Given text:

^^^^^^^^^^^^^^^^

And that's what I'm going to be doing around here. 

You too? High five. Let's do it together.

Let's go be brave.

How to keep going.

The first bout of writing momentum has worn off: that first big oomph that carries me over the hurdle of the deaf-and-dumb blank pages, over the hurdle of it's-been-too-long-since-I've-done-this. 

The first few days of a draft are a brass band clanging through the heart, and all the trumpets are blaring, YOU CAN DO IT! 

But now it's week two. I've waded over 13,000 words into this story. And while there's still a fair amount of oompah-oompah going on, I'm also faced with the general suckiness of the first draft.

The characters are first draft characters, which means they are shrill, they don't argue enough with each other (or, terribly, all they do is argue), or sometimes they drop out of the story all together. They move in fits and starts, jerking around, and I get into hovering-author mode, meaning I write breathtaking sequences such as: She stood. She moved near the door. She bit her lip. She sat down again. 

This makes for thrilling fiction.

Not to be outdone, the settings are first draft settings. I've scrounged around in my imagination and come up with a few dusty props: some old trees leftover from a deleted chunk of a different novel; a tent that I imagined up for half a short story a few years ago; and then a weird taxidermy deer that appeared out of nowhere but seemed useful after I brushed off the cobwebs...

In other words, I'm blocking out the story in big broad strokes. The details are pretty darn hazy, which means the writing fills up with adverbs and adjectives: the discount construction paper and paste of the fiction world. 

I begin each session by rereading what I wrote yesterday, which means I'm all grounded in my storyworld again. Yay.

... But which also means that my toes are still curling from the awkward word choice and totally goofy dialogue that came out of no human mouth ever, not for this story or any other. 

I get discouraged, is what I'm saying. 

And I feel very sure that the knack for dishing out good words--if I ever had such a knack--has completely left me. The talent-o-meter readings are negative.

So it's good to remember this quote. (Yes! A quote! You knew where this was going.)

Well, that is all kinds of cheering.

It's not about busting out beautiful prose on the first try, but more about being so darned stubborn and bullheaded that I will keep practicing, and practicing, and practicing.

^^^^^^^^^^^^^^^^

[Saved entries]
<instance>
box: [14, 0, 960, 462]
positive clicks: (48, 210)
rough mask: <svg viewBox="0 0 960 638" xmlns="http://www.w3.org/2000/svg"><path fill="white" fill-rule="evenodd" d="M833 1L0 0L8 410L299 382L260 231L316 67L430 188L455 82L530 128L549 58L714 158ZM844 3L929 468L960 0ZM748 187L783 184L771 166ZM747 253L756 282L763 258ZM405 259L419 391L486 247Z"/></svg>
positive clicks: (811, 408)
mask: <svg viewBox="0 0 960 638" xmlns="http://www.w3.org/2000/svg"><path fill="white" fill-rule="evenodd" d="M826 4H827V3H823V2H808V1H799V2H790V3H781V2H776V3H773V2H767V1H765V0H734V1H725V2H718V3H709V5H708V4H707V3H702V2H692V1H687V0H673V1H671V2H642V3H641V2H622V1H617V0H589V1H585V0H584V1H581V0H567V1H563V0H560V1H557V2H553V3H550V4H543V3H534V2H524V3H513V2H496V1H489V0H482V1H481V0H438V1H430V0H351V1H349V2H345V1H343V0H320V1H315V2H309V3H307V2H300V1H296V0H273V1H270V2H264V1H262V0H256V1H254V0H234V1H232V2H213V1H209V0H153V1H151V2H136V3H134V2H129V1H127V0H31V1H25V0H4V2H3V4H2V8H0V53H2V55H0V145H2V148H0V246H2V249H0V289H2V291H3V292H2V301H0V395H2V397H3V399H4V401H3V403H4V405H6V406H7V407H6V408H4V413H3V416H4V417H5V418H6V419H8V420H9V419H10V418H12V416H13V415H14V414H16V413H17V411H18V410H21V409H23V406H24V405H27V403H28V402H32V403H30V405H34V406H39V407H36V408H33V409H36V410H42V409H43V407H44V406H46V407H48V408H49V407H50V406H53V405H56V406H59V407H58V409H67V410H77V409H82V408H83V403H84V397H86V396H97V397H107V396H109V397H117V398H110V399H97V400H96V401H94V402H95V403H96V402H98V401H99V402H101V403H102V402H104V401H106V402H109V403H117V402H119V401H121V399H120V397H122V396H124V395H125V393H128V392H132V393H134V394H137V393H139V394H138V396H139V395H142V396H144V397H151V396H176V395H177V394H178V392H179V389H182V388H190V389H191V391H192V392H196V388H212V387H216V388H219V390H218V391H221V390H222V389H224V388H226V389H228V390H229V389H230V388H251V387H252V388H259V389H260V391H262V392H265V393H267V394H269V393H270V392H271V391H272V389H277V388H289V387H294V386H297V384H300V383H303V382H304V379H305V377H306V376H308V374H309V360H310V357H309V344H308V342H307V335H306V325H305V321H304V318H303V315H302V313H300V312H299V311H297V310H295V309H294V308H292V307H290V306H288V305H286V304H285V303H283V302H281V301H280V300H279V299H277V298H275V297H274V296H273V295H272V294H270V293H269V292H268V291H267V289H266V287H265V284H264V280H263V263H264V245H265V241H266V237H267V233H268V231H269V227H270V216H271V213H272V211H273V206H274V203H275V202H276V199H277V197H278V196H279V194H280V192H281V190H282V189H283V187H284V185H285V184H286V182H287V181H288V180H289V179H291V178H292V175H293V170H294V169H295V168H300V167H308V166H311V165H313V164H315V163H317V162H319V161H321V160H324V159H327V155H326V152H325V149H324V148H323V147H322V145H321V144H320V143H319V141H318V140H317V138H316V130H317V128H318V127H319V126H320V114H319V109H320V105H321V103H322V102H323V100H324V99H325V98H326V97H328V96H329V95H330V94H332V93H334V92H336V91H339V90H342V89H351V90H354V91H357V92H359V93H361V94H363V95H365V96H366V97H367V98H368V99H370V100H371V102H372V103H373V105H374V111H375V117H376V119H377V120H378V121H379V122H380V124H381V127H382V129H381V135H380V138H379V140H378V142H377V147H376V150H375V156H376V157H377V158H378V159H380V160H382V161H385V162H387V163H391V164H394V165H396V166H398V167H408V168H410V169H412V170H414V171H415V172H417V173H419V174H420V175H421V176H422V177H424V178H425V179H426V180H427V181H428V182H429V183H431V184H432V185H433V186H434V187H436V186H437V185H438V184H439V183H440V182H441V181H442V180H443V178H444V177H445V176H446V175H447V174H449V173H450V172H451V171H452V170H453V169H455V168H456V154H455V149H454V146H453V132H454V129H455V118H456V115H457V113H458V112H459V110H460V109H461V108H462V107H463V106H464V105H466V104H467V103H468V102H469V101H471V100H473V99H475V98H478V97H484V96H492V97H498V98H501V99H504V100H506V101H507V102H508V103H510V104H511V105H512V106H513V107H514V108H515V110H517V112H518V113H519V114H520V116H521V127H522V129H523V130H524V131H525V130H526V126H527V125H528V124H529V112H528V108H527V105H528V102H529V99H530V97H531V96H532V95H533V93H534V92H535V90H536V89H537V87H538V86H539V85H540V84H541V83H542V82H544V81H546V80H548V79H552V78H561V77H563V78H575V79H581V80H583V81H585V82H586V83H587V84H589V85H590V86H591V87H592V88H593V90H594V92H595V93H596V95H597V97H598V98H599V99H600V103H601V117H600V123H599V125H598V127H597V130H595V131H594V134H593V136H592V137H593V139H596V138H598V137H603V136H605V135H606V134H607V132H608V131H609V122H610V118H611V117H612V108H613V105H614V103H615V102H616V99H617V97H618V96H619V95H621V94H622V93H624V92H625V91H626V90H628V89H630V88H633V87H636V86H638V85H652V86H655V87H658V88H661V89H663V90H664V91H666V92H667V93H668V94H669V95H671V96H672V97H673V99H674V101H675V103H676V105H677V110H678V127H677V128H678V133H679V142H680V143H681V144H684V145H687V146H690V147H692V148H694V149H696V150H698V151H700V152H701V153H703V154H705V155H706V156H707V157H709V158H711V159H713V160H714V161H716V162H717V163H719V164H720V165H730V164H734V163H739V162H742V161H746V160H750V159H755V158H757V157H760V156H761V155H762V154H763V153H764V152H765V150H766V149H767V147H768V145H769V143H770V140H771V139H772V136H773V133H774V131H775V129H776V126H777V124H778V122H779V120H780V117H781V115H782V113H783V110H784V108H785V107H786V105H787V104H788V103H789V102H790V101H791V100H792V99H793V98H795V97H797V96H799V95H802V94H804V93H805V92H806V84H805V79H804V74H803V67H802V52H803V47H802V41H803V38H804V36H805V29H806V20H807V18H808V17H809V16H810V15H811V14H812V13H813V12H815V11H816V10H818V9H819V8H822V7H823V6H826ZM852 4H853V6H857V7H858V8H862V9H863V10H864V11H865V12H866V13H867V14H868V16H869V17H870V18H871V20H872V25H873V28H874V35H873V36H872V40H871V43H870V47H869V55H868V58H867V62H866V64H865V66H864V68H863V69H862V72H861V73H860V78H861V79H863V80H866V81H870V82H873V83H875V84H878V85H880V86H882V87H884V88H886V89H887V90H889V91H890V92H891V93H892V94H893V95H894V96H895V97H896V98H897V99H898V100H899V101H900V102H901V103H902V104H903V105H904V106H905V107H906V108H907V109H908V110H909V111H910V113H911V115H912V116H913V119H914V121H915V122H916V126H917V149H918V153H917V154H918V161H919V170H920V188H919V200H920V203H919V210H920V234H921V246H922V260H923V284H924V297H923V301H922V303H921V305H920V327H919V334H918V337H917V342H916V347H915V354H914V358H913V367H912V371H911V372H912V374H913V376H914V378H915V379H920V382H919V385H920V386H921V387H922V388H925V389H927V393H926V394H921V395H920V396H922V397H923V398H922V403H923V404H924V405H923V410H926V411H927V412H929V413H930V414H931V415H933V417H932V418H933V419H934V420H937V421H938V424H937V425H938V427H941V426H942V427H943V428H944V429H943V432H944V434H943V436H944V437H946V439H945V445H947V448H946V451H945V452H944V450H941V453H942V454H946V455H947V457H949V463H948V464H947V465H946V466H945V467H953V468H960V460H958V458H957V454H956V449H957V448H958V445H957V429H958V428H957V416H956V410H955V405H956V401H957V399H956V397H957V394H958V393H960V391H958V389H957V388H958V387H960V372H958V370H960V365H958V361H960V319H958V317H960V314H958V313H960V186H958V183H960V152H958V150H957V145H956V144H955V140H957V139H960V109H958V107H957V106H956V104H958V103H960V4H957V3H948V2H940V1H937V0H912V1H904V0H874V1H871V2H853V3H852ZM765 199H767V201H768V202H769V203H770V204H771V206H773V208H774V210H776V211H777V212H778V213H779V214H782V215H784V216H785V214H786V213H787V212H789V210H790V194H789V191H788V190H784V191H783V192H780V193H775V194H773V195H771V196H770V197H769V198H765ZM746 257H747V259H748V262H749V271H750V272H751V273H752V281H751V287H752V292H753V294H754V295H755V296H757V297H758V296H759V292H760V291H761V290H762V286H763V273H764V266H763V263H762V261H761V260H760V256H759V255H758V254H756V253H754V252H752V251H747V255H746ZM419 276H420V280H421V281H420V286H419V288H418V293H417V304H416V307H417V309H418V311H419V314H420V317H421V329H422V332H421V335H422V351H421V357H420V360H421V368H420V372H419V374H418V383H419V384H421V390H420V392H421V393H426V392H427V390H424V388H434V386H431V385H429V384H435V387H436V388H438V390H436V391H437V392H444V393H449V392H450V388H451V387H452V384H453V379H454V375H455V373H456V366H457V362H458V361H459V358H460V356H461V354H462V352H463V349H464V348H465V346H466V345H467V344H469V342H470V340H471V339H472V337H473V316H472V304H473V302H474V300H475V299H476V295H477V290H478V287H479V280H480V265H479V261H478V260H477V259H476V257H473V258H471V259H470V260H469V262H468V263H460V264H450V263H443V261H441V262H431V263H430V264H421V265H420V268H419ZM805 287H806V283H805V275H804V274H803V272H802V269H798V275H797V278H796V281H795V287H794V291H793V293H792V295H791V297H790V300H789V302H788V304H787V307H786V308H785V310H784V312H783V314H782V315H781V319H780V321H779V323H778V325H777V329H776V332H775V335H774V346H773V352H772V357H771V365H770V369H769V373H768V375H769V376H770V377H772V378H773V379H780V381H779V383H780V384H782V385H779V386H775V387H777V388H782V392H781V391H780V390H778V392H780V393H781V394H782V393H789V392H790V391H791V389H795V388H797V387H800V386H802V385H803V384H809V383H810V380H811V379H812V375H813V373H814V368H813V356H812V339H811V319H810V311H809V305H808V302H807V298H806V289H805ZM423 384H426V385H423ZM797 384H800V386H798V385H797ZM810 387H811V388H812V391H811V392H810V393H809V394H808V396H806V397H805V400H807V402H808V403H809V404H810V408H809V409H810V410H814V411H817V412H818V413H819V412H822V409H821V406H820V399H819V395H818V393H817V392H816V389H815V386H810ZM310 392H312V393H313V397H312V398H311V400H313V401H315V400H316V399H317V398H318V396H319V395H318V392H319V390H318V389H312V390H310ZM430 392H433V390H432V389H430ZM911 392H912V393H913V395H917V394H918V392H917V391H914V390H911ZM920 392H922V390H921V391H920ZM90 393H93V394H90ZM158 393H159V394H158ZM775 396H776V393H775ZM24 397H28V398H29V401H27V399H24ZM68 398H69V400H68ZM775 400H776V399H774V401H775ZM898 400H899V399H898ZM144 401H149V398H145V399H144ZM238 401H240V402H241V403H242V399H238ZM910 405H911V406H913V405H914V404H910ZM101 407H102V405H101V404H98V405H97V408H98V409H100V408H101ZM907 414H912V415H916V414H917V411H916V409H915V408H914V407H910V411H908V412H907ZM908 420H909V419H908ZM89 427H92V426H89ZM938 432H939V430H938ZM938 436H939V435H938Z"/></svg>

^^^^^^^^^^^^^^^^

Work task:
From the essay on first-draft writing, extract the passage from "I get discouraged, is" up to and including "practicing, and practicing.". These entries were taken from a separate source.

Response below:
I get discouraged, is what I'm saying. 

And I feel very sure that the knack for dishing out good words--if I ever had such a knack--has completely left me. The talent-o-meter readings are negative.

So it's good to remember this quote. (Yes! A quote! You knew where this was going.)

Well, that is all kinds of cheering.

It's not about busting out beautiful prose on the first try, but more about being so darned stubborn and bullheaded that I will keep practicing, and practicing, and practicing.